● **Records provided**:
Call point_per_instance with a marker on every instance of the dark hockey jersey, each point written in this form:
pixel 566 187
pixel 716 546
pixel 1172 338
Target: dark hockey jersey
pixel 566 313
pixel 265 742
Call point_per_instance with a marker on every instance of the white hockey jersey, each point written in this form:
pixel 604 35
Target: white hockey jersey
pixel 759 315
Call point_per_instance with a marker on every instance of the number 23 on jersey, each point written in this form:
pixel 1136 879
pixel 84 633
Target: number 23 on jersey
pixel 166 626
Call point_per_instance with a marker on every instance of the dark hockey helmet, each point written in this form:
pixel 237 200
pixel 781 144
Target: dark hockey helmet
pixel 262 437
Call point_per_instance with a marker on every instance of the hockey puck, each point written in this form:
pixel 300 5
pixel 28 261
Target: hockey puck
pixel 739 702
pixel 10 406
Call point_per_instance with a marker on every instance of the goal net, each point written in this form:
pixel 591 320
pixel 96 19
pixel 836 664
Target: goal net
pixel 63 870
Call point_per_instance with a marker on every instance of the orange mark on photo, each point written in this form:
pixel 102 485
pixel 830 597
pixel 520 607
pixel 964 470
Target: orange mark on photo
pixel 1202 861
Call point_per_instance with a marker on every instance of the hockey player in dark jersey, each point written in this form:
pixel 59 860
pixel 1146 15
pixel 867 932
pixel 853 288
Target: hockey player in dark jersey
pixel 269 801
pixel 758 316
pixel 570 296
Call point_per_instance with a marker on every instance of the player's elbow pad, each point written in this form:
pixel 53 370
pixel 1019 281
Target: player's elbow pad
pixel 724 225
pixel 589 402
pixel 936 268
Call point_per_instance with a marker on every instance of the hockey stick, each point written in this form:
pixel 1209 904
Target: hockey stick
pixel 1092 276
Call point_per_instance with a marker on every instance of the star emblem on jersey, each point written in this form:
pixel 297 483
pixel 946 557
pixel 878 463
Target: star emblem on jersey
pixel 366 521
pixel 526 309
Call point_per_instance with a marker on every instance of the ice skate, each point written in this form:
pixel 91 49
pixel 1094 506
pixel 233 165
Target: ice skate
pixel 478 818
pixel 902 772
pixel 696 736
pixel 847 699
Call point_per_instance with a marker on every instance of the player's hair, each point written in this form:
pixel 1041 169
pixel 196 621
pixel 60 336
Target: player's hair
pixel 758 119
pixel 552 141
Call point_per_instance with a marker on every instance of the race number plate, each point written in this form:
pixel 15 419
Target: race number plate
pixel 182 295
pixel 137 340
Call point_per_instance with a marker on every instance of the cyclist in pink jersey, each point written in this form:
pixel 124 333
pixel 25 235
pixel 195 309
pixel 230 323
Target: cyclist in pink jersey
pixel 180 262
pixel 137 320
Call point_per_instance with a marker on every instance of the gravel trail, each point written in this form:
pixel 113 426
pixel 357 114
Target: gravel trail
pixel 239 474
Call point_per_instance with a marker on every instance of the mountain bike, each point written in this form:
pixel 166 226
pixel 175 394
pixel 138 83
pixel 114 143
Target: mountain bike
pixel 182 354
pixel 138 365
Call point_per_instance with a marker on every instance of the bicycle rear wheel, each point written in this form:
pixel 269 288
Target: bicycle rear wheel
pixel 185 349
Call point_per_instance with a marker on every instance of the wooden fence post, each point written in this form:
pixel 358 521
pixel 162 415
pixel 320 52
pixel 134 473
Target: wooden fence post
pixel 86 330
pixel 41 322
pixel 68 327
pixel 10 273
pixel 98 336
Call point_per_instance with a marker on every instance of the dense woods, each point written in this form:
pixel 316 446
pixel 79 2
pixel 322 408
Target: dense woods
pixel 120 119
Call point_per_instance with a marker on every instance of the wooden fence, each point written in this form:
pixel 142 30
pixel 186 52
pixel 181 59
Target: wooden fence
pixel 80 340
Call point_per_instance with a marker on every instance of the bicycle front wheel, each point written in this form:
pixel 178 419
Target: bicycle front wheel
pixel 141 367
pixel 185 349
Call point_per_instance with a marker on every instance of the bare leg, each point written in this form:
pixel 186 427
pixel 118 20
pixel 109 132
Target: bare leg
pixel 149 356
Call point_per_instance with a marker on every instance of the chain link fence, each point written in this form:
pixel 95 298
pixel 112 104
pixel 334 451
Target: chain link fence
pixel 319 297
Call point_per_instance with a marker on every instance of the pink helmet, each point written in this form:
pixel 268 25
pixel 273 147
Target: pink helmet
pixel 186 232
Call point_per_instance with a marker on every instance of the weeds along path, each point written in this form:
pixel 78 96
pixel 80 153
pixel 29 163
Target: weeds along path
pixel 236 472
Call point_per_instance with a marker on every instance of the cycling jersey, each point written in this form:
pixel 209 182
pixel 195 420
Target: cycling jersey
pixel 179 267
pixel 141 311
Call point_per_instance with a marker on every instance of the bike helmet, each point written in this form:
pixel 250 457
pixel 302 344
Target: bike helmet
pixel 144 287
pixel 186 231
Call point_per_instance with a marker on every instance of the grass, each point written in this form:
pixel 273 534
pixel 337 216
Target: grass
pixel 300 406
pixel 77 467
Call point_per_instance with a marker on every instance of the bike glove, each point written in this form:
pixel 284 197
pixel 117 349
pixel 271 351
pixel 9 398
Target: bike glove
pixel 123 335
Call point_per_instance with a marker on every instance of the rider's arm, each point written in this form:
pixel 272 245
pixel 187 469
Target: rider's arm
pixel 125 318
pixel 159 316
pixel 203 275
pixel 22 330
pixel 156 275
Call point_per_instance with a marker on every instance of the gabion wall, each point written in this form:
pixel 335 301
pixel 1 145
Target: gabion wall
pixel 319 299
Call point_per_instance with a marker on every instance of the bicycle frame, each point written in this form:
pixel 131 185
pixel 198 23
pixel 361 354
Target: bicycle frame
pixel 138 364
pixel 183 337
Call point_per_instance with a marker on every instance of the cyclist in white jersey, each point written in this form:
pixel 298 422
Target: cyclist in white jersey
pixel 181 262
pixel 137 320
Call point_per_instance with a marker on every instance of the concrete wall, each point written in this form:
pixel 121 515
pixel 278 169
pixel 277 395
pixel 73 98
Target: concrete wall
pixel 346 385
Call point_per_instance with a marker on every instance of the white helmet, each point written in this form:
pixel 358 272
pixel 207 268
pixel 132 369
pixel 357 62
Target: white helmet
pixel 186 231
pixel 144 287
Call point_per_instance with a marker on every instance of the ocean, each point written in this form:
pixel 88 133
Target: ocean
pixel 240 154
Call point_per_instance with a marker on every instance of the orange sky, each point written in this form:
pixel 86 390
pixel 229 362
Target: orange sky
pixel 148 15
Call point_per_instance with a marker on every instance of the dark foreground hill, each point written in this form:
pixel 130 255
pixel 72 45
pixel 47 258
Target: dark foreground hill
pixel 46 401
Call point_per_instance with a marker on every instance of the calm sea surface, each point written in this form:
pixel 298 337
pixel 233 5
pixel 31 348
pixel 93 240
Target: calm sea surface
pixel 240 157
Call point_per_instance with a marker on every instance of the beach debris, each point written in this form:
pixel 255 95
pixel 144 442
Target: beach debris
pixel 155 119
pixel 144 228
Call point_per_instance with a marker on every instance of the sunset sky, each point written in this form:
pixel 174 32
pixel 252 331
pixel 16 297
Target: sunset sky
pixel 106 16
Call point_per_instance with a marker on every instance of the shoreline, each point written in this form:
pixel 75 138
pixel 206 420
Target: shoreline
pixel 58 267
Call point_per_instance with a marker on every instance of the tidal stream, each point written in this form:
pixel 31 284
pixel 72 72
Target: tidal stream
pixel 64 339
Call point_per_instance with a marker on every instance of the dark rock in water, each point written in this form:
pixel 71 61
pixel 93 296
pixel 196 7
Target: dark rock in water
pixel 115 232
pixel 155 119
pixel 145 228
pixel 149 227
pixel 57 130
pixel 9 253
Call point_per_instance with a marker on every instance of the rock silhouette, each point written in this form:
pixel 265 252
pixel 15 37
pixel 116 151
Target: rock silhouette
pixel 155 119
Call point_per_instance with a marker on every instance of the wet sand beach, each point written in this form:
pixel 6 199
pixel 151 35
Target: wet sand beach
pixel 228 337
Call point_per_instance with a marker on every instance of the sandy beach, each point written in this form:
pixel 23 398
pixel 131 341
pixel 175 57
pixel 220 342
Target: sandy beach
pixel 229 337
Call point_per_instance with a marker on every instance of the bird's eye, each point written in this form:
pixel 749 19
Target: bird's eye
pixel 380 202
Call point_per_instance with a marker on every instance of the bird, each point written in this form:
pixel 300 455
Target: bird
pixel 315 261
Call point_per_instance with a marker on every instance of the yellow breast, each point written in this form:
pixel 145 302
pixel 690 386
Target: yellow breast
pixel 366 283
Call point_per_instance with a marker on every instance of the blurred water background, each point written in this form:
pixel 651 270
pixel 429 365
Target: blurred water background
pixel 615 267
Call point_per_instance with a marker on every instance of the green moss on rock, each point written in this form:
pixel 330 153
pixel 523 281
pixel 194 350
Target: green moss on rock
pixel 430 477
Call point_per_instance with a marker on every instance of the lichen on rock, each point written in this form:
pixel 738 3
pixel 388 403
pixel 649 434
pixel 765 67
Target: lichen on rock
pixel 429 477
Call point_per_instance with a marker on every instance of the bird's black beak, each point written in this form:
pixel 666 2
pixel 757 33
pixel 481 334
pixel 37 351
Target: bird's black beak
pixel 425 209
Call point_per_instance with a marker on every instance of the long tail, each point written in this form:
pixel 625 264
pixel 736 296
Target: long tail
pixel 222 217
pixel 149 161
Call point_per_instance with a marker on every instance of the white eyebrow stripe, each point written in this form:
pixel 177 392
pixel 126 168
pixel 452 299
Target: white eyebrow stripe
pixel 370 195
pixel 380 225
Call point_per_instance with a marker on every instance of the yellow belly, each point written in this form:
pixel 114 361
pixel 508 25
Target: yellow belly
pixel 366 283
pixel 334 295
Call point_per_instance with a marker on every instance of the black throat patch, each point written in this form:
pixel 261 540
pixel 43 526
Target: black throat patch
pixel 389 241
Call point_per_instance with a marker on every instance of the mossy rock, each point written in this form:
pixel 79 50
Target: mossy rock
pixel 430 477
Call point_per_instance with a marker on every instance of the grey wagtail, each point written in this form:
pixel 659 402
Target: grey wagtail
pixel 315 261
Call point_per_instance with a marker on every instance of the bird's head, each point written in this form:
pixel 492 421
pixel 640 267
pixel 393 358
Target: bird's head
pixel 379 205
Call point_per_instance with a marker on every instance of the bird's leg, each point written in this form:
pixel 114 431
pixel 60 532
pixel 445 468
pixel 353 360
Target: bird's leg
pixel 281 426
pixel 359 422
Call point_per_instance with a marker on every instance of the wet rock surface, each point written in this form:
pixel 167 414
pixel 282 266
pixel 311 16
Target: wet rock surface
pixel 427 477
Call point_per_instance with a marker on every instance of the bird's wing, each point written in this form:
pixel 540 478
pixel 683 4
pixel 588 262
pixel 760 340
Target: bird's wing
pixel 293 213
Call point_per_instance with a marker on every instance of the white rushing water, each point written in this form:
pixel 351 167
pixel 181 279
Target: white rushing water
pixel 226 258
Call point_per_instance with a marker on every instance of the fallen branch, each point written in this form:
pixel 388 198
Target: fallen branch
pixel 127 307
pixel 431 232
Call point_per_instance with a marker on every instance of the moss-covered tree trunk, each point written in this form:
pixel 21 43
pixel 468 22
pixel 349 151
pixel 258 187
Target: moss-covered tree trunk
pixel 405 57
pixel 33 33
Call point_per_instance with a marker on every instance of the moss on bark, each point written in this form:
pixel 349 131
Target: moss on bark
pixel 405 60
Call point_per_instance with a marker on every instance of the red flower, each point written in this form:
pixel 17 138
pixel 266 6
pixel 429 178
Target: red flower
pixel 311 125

● **Brief**:
Please copy out the part of the data above that opens with the line containing "yellow breast, each" and closes with the line containing "pixel 380 225", both lines included, without changing anything.

● **Completed task**:
Call point_per_instance with a marker on every instance of the yellow breast, each point written in this form:
pixel 145 302
pixel 690 386
Target: yellow breast
pixel 366 283
Call point_per_instance with a marker on every instance of the blurred water background, each point written in this form:
pixel 651 270
pixel 429 365
Target: blurred water background
pixel 615 267
Call point_per_instance with a marker on every instance of the green moss on rock, each point written in this form:
pixel 330 153
pixel 523 281
pixel 194 350
Target: green moss on rock
pixel 430 477
Call point_per_instance with a marker on every instance of the lichen on rock, each point written in this form:
pixel 738 3
pixel 388 403
pixel 649 434
pixel 765 67
Target: lichen on rock
pixel 429 477
Call point_per_instance with a marker on every instance of the bird's black beak, each point written in this form:
pixel 666 2
pixel 757 33
pixel 481 334
pixel 37 351
Target: bird's black beak
pixel 425 209
Call point_per_instance with a marker on every instance of the long tail, each point written in this form:
pixel 625 264
pixel 736 296
Target: long tail
pixel 222 217
pixel 149 161
Call point_per_instance with a marker on every instance of the white eyebrow stripe, each point written in this form:
pixel 177 392
pixel 126 168
pixel 452 299
Target: white eyebrow stripe
pixel 370 195
pixel 380 225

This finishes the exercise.